Source passage –
As an FYI for those who have expressed an interest in BSL ... The following excerpt was taken from the AKC's newsletter (http://www.akc.org/enewsletter/taking_command/2005/august/around_nation.cfm). To see the full story, visit the Web page ... there may be legislation in an area which affects you.  

CALIFORNIA – Sen. Speier’s SB861, to repeal California’s prohibition on breed-specific local ordinances, was not taken up for a vote before the legislature’s summer adjournment. The bill would allow cities and counties to enact breed-specific ordinances that require mandatory spay/neuter or impose breeding restrictions on certain breeds. The bill will be eligible for a vote when members return in mid-August. For more information, and to find out how you can help, please read our Legislative Alert here.

- Sen. Kehoe’s SB914, which makes it a misdemeanor to sell any dog under 8 weeks of age, passed the Assembly Appropriations Committee and will now proceed to the Assembly floor. The bill does exempt rescue groups and allows puppies less than 8 weeks old to be sold with written approval of a licensed veterinarian.

- The City of Oakland has initially approved an ordinance which limits residents to 3 dogs, institutes mandatory microchipping and changes definitions for foster and rescue groups. A final vote on the proposal is expected at the September 20th meeting.

COLORADO – The City of Aurora is considering a “pit bull” ban similar to the one in Denver. The subcommittee, made of up 3 council members, will review the proposal at an August 9th meeting. AKC has sent a letter of opposition and dangerous dog packets to the council members.

Labeled-object pointing listing –
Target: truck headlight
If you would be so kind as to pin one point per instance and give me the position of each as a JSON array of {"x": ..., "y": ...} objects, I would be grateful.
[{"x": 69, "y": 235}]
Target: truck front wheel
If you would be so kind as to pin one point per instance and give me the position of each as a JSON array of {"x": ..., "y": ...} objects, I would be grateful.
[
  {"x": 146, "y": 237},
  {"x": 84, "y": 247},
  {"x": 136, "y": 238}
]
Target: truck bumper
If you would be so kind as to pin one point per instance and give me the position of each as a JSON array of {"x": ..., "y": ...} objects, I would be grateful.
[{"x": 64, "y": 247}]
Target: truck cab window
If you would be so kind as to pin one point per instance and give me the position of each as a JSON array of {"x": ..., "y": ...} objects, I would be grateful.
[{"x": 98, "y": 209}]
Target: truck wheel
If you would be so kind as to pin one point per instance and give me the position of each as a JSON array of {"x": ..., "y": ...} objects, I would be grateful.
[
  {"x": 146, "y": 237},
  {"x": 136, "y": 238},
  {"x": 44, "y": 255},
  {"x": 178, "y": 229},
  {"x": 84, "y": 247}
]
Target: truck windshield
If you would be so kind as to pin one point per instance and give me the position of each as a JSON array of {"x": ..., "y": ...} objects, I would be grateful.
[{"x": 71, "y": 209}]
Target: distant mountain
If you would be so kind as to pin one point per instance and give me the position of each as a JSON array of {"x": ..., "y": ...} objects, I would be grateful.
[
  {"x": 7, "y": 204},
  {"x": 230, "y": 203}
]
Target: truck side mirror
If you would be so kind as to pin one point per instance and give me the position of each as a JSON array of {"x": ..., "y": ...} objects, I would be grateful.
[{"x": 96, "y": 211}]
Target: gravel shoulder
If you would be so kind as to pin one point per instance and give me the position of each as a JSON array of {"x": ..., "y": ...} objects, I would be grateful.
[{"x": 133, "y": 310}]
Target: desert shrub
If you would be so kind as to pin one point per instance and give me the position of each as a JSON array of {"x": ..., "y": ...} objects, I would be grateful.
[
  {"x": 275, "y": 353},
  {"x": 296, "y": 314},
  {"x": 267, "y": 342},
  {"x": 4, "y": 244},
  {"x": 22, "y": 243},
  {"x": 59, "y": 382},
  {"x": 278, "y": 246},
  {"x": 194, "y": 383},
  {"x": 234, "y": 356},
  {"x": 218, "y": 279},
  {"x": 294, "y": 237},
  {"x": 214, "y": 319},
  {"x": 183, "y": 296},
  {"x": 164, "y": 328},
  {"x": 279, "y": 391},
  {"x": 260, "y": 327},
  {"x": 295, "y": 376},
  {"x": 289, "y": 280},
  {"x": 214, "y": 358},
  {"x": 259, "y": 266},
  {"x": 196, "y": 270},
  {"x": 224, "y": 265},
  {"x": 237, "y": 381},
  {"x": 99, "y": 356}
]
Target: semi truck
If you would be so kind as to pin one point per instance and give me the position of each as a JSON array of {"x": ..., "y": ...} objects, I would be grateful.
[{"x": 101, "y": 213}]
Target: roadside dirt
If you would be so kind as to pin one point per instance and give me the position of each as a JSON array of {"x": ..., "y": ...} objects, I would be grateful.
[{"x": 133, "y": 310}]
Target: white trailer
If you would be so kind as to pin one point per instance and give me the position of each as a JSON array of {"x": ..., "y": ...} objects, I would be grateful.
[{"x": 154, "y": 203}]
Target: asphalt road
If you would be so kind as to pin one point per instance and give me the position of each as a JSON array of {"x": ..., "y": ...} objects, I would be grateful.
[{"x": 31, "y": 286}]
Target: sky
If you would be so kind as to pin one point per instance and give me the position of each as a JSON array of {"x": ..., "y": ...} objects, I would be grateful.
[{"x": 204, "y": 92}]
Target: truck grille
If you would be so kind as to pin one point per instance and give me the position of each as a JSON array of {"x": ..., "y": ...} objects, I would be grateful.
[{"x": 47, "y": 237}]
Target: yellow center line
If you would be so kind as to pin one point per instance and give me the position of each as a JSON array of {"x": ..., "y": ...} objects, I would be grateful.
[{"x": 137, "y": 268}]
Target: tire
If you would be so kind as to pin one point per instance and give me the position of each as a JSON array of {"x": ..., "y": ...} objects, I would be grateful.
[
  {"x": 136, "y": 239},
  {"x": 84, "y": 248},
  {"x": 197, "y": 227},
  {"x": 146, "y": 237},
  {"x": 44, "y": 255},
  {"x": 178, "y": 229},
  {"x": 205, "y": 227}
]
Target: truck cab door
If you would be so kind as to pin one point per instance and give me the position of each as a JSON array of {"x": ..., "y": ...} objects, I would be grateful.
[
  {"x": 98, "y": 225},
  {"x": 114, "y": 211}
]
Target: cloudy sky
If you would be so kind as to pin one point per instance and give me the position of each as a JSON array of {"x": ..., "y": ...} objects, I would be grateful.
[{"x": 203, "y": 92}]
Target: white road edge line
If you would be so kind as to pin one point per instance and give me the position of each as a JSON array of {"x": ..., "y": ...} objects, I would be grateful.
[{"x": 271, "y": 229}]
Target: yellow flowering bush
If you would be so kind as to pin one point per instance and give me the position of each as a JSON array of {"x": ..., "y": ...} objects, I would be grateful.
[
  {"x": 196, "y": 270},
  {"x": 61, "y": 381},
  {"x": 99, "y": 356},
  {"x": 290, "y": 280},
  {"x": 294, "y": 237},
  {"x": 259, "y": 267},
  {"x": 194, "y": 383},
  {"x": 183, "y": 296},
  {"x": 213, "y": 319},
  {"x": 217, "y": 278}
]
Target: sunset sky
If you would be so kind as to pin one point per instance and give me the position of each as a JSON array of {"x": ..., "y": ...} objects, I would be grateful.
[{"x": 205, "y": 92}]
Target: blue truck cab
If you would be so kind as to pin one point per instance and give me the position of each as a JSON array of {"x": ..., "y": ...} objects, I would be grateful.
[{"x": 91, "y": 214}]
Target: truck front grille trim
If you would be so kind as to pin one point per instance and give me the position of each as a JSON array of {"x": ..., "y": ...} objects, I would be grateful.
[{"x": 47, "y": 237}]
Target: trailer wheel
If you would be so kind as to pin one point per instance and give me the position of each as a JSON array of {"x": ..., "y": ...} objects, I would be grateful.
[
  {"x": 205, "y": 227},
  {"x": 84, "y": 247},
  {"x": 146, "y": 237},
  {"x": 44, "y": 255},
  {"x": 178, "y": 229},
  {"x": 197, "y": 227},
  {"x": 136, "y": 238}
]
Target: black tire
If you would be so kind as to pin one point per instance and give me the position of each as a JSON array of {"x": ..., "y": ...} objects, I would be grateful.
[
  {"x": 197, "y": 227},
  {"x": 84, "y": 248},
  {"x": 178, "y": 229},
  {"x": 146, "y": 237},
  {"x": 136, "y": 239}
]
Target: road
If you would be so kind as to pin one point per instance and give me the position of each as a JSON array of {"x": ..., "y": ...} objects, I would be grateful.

Task list –
A. Which lines of the listing contain the word "white"? Report every one of them in full.
B. Pick up the dog-legislation roundup after its final sentence and carry it forward.

The results –
A.
Target: white trailer
Target: white road edge line

B.
CONNECTICUT – Rep. Megna’s H6543 failed to pass prior to the adjournment of the legislature. The bill would have prohibited insurers from considering a customer’s breed of dog when setting policy rates or minimum premiums. It also would have prohibited insurers from using a dog's breed as the reason for canceling, not renewing, or not issuing a policy.

- S1191 failed to pass the Joint Committee on Judiciary prior to adjournment. The bill would have authorized the creation of trusts for the care of domestic animals.

GEORGIA – The Cherokee County Commission is considering charging a registration fee to owners of dogs labeled “potentially dangerous.” The fee would cover the costs to the county associated with inspection and enforcement of their local dangerous dog law.

MASSACHUSETTS – Rep. Kujawski is sponsoring H1346, which would define a commercial breeder as anyone who breeds more than 1 litter per year. Anyone falling into this category will be subject to the current laws governing pet shops, including licensure and inspection. Massachusetts fanciers showed up in strong numbers to oppose the bill at a recent hearing by the Joint Committee on Environment, Natural Resources and Agriculture, and are now awaiting a committee vote on the issue. The Canine Legislation Department sent a letter of opposition to committee members as well.

- Rep. Hill’s H3563, a bill to establish a more effective and reasonable dangerous dog law, was heard in the Joint Committee on Municipalities and Regional Government. Specifically, H3563 establishes clear criteria for determining potentially dangerous and dangerous dogs, and further provides requirements for the care and keeping of such animals. It also guarantees owners the right to appeal a potentially dangerous or dangerous dog designation. The bill, which has the support of AKC and the Massachusetts Federation of Dog Clubs and Responsible Dog Owners, can now be voted on at Executive Session.

- H3566, by Rep. Gobi, would require pet stores to list the dog’s state of origin and requires the establishment of a toll-free number to report sick dogs. The bill has been referred to the Joint Committee on Municipalities and Regional Government.

MAINE – Governor Baldacci has signed H129. Originally, the bill was simply a tax on pet food, however it was amended without AKC’s knowledge to require breeders and pet stores to collect a $25 per animal surcharge to go into the state Companion Animal Sterilization Fund.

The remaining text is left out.